■ **练习要求**
**a.** 将阅读材料中以"2019年恰逢梁启超先生逝世九十周年"开头的段落改写成条目清单,保留主要事实。
**b.** 根据阅读材料回答下列问题,每题一行:
(i) 依标题所说,与梁启超结缘多少年?
(ii) 修订再版的三书由哪家出版社出版?
(iii) 原《梁启超:在政治与学术之间》改成了什么题目?
**c.** 接续这篇关于梁启超研究三书的短文,从其最后一句之后写下去。

■ **阅读材料**

--*--

与可爱长者梁启超结缘三十年

2019年恰逢梁启超先生逝世九十周年,北京大学中文系教授、上海师范大学光启国际学者中心特聘教授夏晓虹的“梁启超研究三书”修订再版,以“阅读梁启超”为总题,原《觉世与传世——梁启超的文学道路》易名为《阅读梁启超:觉世与传世》,原《阅读梁启超》扩充为《阅读梁启超:文章与性情》,原《梁启超:在政治与学术之间》改题为《阅读梁启超:政治与学术》,由东方出版社出版。本文系夏晓虹教授为《阅读梁启超》所写的序言。

--*--

■ **所收资料**
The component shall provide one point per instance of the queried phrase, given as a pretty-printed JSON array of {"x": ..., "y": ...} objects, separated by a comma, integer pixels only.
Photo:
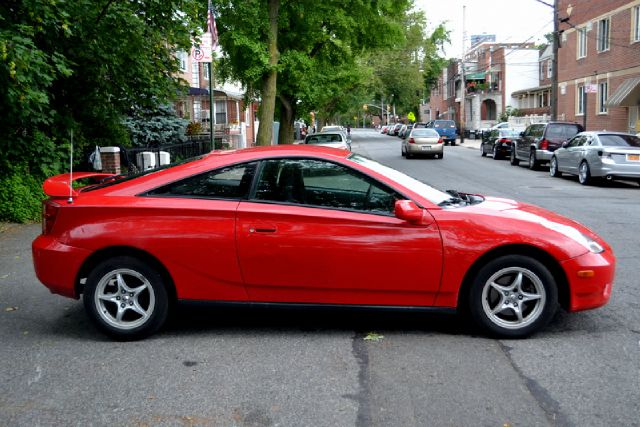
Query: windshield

--*--

■ **练习答案**
**a.**
- 2019年是梁启超先生逝世九十周年。
- 夏晓虹(北京大学中文系教授、上海师范大学光启国际学者中心特聘教授)的"梁启超研究三书"修订再版,总题为"阅读梁启超",由东方出版社出版。
- 《觉世与传世——梁启超的文学道路》易名为《阅读梁启超:觉世与传世》。
- 《阅读梁启超》扩充为《阅读梁启超:文章与性情》。
- 《梁启超:在政治与学术之间》改题为《阅读梁启超:政治与学术》。
- 本文是夏晓虹教授为《阅读梁启超》所写的序言。

**b.**
(i) 三十年。
(ii) 东方出版社。
(iii) 《阅读梁启超:政治与学术》。

**c.**
夏晓虹,《阅读梁启超》,东方出版社,2019年8月

自从1983年开始阅读《饮冰室合集》,梁启超即成为我关注最久、投入最多的研究对象。迄今为止,我出版过三本有关梁启超的研究著作,即1991年由上海人民出版社首印、中华书局2006年再版的《觉世与传世——梁启超的文学道路》,2006年由三联书店印行的《阅读梁启超》,以及2014年由东方出版社刊发的《梁启超:在政治与学术之间》。此外,我还编选过《梁启超文选》(上下册,中国广播电视出版社1992年版)、《梁启超学术文化随笔》(中国青年出版社1996年版)、《中国现代学术经典·梁启超卷》(河北教育出版社1996年版)与《大家国学·梁启超》(天津人民出版社2008年版),校勘过梁启超的《论中国学术思想变迁之大势》(上海古籍出版社2001年版)、《中国近三百年学术史》(商务印书馆2011年版)与《国学小史》(商务印书馆2014年版,后二种系与陆胤合作),辑录过《追忆梁启超》(中国广播电视出版社1997年版)。其中规模最大的则是三册、一百四十多万字的梁氏佚作汇编《〈饮冰室合集〉集外文》(北京大学出版社2005年版),书序收入三联版的《阅读梁启超》时,我补拟的标题颇为感慨地用了《十年一剑?》。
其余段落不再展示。